**EXERCISE DIRECTIONS**: Swap each "sample" in the rows below for "example", leaving everything else unchanged.

**DATA FOR THE TASK**:
>>

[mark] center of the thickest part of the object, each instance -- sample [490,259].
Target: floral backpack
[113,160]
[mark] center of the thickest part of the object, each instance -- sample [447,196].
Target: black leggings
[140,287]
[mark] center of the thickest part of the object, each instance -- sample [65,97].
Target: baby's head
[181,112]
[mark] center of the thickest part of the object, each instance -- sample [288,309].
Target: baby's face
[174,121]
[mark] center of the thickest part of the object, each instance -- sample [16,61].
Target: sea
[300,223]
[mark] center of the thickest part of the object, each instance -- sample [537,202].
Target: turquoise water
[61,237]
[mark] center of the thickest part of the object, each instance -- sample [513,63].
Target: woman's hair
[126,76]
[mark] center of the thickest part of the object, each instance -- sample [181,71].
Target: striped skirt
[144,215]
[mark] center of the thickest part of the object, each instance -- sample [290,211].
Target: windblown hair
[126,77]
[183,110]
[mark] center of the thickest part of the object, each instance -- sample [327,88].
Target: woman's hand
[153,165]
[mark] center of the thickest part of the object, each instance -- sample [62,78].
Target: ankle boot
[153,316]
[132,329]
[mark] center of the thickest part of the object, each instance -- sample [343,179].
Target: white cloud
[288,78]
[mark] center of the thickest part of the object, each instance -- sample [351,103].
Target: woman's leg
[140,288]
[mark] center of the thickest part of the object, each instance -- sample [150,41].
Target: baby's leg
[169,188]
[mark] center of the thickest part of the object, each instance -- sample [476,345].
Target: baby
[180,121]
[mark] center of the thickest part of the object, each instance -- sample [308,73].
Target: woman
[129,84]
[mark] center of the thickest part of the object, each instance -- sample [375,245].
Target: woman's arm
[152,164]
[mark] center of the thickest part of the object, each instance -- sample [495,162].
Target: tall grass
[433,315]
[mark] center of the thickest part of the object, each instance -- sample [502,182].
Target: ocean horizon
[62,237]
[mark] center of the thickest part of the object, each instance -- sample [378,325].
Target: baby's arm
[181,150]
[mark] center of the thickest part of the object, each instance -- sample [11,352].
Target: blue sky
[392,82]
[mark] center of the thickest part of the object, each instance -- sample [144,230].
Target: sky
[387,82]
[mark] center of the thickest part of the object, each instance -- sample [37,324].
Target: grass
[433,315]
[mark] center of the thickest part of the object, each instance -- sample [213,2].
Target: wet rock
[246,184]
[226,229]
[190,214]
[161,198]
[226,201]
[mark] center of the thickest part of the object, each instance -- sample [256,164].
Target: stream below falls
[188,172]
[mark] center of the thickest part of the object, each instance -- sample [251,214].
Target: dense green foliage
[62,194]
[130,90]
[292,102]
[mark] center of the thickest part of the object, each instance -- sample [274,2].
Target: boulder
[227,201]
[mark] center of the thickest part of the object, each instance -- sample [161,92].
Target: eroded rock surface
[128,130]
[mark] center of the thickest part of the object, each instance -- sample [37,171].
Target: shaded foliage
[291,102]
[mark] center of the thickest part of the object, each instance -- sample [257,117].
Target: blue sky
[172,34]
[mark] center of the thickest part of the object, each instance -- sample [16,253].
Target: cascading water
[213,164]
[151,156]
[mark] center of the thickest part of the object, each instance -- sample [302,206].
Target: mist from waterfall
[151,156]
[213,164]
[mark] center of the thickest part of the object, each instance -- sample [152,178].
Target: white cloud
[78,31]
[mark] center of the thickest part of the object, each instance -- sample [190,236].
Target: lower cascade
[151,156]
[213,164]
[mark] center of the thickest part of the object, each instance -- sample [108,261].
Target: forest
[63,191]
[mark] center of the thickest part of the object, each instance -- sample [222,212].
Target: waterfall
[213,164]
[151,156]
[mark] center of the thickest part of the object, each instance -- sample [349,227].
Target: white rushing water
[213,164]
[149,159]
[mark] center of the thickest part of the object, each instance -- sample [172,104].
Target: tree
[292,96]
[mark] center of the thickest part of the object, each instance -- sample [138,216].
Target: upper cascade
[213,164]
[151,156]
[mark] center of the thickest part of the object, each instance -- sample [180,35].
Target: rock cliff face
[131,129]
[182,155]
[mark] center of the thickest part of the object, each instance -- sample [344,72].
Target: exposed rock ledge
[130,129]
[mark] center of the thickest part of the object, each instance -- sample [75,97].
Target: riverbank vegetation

<<

**RESULT BELOW**:
[mark] center of the thickest part of the object, each instance -- example [490,259].
Target: floral backpack
[113,160]
[mark] center of the thickest part of the object, each instance -- example [447,196].
Target: black leggings
[140,287]
[mark] center of the thickest part of the object, each instance -- example [65,97].
Target: baby's head
[181,112]
[mark] center of the thickest part of the object, each instance -- example [288,309].
Target: baby's face
[174,121]
[mark] center of the thickest part of the object, each instance -- example [16,61].
Target: sea
[300,223]
[mark] center of the thickest part of the object, each instance -- example [537,202].
Target: turquoise water
[61,237]
[mark] center of the thickest part of the object, each instance -- example [513,63].
Target: woman's hair
[126,76]
[mark] center of the thickest part of the object, each instance -- example [181,71].
Target: striped skirt
[144,215]
[mark] center of the thickest part of the object, each instance -- example [290,211].
Target: windblown hair
[126,77]
[183,110]
[mark] center of the thickest part of the object, each instance -- example [327,88].
Target: woman's hand
[153,165]
[mark] center of the thickest part of the object, each instance -- example [62,78].
Target: ankle boot
[153,316]
[132,329]
[mark] center of the thickest part of the object, each instance -- example [343,179].
Target: white cloud
[288,78]
[mark] center of the thickest part of the object, each instance -- example [351,103].
Target: woman's leg
[140,288]
[mark] center of the thickest part of the object, each instance -- example [150,41].
Target: baby's leg
[169,188]
[mark] center of the thickest part of the object, each instance -- example [476,345].
Target: baby
[180,121]
[mark] center of the thickest part of the object, each instance -- example [308,73].
Target: woman
[129,84]
[mark] center of the thickest part of the object, each instance -- example [375,245].
Target: woman's arm
[152,164]
[mark] center of the thickest part of the object, each instance -- example [495,162].
Target: tall grass
[433,315]
[mark] center of the thickest part of the object, each instance -- example [502,182].
Target: ocean horizon
[62,237]
[mark] center of the thickest part of the object, each instance -- example [378,325].
Target: baby's arm
[181,150]
[mark] center of the thickest part of the object, each instance -- example [11,352].
Target: blue sky
[392,82]
[mark] center of the thickest part of the object, each instance -- example [144,230].
Target: sky
[387,82]
[mark] center of the thickest part of the object, each instance -- example [37,324].
Target: grass
[433,315]
[mark] center of the thickest part of the object, each instance -- example [213,2].
Target: wet rock
[246,184]
[226,229]
[190,214]
[161,198]
[226,201]
[mark] center of the thickest part of the object, each instance -- example [256,164].
Target: stream below falls
[188,172]
[mark] center of the thickest part of the object, each instance -- example [251,214].
Target: dense green foliage
[62,194]
[130,90]
[292,102]
[mark] center of the thickest part of the object, each instance -- example [274,2].
Target: boulder
[227,201]
[mark] center of the thickest part of the object, each instance -- example [161,92].
Target: eroded rock surface
[128,130]
[mark] center of the thickest part of the object, each instance -- example [37,171].
Target: shaded foliage
[291,102]
[mark] center of the thickest part of the object, each instance -- example [257,117].
Target: blue sky
[172,34]
[mark] center of the thickest part of the object, each instance -- example [16,253].
Target: cascading water
[213,164]
[151,156]
[mark] center of the thickest part of the object, each instance -- example [302,206].
Target: mist from waterfall
[151,156]
[213,164]
[mark] center of the thickest part of the object, each instance -- example [152,178].
Target: white cloud
[78,31]
[mark] center of the thickest part of the object, each instance -- example [190,236].
Target: lower cascade
[151,156]
[213,164]
[mark] center of the thickest part of the object, each instance -- example [108,261].
Target: forest
[63,191]
[mark] center of the thickest part of the object, each instance -- example [222,212].
Target: waterfall
[213,164]
[151,156]
[mark] center of the thickest part of the object, each instance -- example [349,227].
Target: white rushing water
[213,164]
[149,159]
[mark] center of the thickest part of the object, each instance -- example [172,104].
Target: tree
[292,96]
[mark] center of the thickest part of the object, each instance -- example [138,216].
Target: upper cascade
[213,164]
[151,156]
[mark] center of the thickest part of the object, each instance -- example [180,35].
Target: rock cliff face
[131,129]
[182,155]
[mark] center of the thickest part of the object, each instance -- example [344,72].
Target: exposed rock ledge
[130,129]
[mark] center of the thickest part of the object, each instance -- example [75,97].
Target: riverbank vegetation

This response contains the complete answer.